What the task asks: Output, word for word, the span of lines that starts at the one containing "Practice. Find the stadium" and ends at the last line of the records.

Extracted data entries
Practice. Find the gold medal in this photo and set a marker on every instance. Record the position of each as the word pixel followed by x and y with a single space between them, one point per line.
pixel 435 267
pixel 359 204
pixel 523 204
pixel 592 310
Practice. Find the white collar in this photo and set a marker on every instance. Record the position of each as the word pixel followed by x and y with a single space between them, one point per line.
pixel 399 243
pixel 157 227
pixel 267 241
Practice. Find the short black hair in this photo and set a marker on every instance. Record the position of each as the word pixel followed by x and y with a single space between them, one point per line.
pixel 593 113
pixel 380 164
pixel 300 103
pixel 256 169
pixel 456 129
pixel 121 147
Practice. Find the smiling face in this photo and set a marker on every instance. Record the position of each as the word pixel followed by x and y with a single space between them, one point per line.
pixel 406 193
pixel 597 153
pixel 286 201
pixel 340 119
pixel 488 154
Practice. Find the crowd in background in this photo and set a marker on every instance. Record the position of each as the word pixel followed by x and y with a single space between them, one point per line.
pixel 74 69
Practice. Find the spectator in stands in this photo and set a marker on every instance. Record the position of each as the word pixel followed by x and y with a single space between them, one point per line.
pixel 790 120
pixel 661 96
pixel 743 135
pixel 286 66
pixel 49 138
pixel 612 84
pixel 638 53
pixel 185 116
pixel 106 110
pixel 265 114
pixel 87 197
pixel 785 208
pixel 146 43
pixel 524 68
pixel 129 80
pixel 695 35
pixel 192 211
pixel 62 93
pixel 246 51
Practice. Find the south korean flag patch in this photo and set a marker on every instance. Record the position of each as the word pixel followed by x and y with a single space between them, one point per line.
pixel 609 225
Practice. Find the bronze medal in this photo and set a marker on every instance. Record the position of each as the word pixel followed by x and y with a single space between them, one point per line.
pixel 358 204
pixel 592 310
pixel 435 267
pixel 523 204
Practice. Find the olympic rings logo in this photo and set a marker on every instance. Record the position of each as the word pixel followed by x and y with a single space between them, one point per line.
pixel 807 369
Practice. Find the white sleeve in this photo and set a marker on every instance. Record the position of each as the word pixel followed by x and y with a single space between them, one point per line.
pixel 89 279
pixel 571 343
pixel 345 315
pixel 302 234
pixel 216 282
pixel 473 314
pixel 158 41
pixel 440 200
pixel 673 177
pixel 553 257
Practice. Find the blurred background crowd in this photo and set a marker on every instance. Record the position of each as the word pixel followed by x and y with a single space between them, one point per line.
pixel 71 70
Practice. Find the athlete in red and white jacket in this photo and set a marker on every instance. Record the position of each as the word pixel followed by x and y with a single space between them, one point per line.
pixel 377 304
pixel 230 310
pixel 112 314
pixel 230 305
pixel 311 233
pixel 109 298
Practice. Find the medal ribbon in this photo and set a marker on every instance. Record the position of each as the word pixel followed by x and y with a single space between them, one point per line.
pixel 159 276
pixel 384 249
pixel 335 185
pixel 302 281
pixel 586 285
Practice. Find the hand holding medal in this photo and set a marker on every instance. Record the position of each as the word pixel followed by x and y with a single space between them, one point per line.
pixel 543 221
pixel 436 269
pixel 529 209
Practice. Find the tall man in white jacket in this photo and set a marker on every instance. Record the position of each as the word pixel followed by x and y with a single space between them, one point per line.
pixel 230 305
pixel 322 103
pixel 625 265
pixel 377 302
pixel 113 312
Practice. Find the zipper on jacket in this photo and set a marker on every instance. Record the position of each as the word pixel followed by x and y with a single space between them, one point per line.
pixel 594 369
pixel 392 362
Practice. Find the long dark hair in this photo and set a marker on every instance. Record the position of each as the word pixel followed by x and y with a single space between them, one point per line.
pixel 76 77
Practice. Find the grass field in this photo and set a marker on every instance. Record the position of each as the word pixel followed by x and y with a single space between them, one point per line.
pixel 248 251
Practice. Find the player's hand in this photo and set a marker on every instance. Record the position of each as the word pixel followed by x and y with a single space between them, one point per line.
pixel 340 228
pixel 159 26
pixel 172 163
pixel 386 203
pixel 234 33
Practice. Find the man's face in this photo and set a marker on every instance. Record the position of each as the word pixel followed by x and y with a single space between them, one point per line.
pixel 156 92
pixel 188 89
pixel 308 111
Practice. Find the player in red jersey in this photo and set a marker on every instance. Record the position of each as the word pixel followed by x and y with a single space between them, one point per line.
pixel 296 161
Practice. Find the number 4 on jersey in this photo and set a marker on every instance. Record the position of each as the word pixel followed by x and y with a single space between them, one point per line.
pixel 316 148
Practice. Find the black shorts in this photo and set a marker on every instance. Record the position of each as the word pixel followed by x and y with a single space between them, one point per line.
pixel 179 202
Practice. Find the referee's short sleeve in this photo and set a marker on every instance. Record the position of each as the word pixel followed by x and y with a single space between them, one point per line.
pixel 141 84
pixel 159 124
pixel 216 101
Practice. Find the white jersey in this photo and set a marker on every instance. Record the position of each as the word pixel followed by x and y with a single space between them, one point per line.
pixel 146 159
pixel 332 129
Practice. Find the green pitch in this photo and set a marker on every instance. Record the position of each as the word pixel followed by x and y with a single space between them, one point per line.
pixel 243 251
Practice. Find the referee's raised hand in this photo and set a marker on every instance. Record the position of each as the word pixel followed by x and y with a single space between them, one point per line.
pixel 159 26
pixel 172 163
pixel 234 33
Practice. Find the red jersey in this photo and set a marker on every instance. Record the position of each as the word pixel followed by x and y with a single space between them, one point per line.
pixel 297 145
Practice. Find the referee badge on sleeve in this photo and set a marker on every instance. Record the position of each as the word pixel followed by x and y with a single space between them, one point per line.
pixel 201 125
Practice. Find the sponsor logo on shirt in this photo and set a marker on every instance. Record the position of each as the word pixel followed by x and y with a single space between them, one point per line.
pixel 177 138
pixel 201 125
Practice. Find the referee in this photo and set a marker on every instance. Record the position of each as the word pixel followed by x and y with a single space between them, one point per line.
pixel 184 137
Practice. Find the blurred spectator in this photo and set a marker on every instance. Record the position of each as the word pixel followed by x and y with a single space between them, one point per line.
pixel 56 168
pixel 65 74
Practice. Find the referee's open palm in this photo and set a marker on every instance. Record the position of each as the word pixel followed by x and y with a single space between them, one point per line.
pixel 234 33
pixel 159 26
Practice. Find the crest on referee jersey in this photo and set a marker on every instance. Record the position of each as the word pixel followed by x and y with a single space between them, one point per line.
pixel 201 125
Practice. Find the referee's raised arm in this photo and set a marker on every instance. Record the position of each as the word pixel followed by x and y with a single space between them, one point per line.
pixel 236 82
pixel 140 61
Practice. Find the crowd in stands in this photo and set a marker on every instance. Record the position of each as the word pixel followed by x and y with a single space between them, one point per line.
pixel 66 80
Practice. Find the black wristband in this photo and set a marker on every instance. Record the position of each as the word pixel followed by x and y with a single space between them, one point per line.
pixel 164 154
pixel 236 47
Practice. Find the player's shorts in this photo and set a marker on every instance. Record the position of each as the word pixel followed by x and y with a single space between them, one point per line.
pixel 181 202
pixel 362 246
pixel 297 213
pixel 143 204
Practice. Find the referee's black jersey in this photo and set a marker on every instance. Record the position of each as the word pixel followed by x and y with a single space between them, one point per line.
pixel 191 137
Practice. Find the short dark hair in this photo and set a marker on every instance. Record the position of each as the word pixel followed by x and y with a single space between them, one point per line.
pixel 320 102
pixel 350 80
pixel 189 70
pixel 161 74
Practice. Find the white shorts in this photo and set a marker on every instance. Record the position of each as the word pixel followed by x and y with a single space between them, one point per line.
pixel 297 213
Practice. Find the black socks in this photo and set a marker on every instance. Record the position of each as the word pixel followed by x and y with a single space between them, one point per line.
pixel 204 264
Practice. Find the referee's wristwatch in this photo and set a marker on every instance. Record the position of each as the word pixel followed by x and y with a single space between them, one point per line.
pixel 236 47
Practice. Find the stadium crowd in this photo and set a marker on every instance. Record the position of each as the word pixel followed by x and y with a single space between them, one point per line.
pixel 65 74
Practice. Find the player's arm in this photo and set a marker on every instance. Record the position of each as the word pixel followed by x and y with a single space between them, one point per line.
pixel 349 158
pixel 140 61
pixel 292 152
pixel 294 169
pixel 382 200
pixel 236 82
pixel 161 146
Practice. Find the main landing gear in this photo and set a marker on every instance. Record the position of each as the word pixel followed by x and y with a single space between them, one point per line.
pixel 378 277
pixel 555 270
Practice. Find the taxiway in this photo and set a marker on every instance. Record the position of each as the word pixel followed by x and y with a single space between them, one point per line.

Solution:
Practice. Find the stadium crowd in this photo and set a marker on every instance. Record the position of each as the word pixel followed by x and y with a single space between them, one point per line.
pixel 65 74
Practice. Find the player's arm in this photo and set a marker on every instance. Record the position of each as the word pixel followed by x and y with a single space between them, one point per line.
pixel 349 158
pixel 140 61
pixel 292 152
pixel 294 169
pixel 382 200
pixel 236 82
pixel 161 146
Practice. Find the main landing gear in this photo and set a marker on every instance. Record the position of each as the word pixel followed by x and y with a single space between them, one point per line.
pixel 378 277
pixel 555 270
Practice. Find the taxiway in this photo and set a marker on every instance. Record the position of each as the word pixel followed by x and y with a single space between them, one point per line.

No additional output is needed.